---
name: procurer
version: 0.1.0
description: |
  Grounded procurement research for any real-world need. Turn a problem
  ("reduce bedroom noise from the avenue", "add air conditioning", "hire an
  accountant", "buy a TV mount", "replace the kitchen sink") into 3–5 ranked
  alternatives spanning DIY-retail → mid-retail → specialty → contractor →
  consultant/turnkey, each with cited price bands (low / typical / high),
  confidence scores, locale-aware currency, and a final recommendation
  with budget. Output is decision-shaped (recommendation + budget envelope),
  not research-shaped (knowledge artifact).
when_to_use: |
  Invoke whenever the user is making a decision that requires calibrated
  cost estimates across alternatives. Common triggers:
    - "How much would it cost to <fix / acquire / replace / improve> X?"
    - "What are my options for <problem>?"
    - "Who could I hire to <task>?"
    - "Is it cheaper to DIY or get someone?"
    - "Give me a budget for <project>."
    - User describes a problem and *implicitly* needs a budget to decide.
  Use proactively when the user describes a problem without asking for cost
  — surface alternatives + bands so they can decide.
not_for:
  - Pure knowledge research with no decision attached → use `deep-research`.
  - Technology / library / API selection → use `technical-research`.
  - Authoring or refining a deployed Life-runtime tenant rules-package
    (e.g. `materiales-intel.v1` for a constructora tenant). That is module
    configuration; see the rules-package skeleton at
    `freelance/_pending-constructora/rules-package/`.
author: broomva
tags:
  - procurement
  - research
  - cost-estimation
  - decision-support
  - grounded
compounding:
  - deep-research
  - technical-research
  - bookkeeping
---

# procurer — Grounded Procurement Research

## What this skill is

The procurer skill turns **a real-world need** into **a grounded cost-calibration report** with cited alternatives, price bands, confidence, and a recommendation. It is the agent's reflex when the user is about to decide how to spend money or effort on a problem and needs calibration before committing.

******************************

▶ Required action: According to the procurer skill page, which skill should be used for pure knowledge research with no decision attached?

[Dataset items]
******************************

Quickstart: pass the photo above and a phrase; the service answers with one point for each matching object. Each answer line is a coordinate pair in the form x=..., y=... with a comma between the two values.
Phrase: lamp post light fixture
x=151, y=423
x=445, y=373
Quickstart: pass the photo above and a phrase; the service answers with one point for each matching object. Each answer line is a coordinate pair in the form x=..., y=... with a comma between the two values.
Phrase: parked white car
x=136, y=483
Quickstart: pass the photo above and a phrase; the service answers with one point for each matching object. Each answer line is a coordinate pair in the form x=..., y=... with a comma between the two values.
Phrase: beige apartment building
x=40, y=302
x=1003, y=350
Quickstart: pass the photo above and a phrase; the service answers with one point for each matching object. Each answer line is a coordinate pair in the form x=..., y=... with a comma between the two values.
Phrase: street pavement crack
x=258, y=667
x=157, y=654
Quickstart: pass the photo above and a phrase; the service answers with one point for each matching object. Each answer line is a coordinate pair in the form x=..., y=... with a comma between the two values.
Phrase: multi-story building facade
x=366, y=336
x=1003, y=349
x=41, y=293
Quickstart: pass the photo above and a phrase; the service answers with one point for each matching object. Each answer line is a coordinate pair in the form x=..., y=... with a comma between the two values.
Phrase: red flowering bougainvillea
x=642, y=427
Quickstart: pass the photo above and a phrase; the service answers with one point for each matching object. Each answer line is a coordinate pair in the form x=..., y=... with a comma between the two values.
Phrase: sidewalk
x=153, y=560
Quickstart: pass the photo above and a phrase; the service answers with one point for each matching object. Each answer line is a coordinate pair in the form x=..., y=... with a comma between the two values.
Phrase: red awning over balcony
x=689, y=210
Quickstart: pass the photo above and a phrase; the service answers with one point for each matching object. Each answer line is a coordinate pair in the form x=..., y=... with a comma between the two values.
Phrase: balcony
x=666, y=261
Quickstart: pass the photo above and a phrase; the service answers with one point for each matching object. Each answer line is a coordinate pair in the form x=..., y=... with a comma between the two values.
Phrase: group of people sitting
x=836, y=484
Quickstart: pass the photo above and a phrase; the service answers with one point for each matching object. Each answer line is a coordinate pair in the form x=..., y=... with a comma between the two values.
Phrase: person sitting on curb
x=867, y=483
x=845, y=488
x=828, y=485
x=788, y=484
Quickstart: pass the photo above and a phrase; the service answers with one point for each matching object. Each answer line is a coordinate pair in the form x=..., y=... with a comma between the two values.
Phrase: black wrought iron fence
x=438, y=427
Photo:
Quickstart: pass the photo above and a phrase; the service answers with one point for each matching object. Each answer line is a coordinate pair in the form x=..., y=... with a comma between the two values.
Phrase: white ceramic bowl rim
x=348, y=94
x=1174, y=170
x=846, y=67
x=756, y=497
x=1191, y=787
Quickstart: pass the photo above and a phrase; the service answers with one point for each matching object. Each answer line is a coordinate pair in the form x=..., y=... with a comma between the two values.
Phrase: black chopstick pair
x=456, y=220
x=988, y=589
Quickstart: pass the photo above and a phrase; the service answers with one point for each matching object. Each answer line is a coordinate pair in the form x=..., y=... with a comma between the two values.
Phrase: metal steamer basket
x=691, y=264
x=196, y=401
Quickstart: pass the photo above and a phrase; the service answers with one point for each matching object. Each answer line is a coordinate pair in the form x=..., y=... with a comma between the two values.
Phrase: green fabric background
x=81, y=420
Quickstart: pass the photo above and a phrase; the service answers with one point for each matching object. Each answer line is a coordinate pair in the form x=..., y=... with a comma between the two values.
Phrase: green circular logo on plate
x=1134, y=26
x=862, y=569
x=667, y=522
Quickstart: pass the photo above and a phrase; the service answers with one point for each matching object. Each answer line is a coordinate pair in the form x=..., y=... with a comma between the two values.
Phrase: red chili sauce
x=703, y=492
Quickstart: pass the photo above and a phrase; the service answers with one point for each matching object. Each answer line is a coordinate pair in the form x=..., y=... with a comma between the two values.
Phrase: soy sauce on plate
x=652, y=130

******************************

▶ Completed exercise: The `deep-research` skill.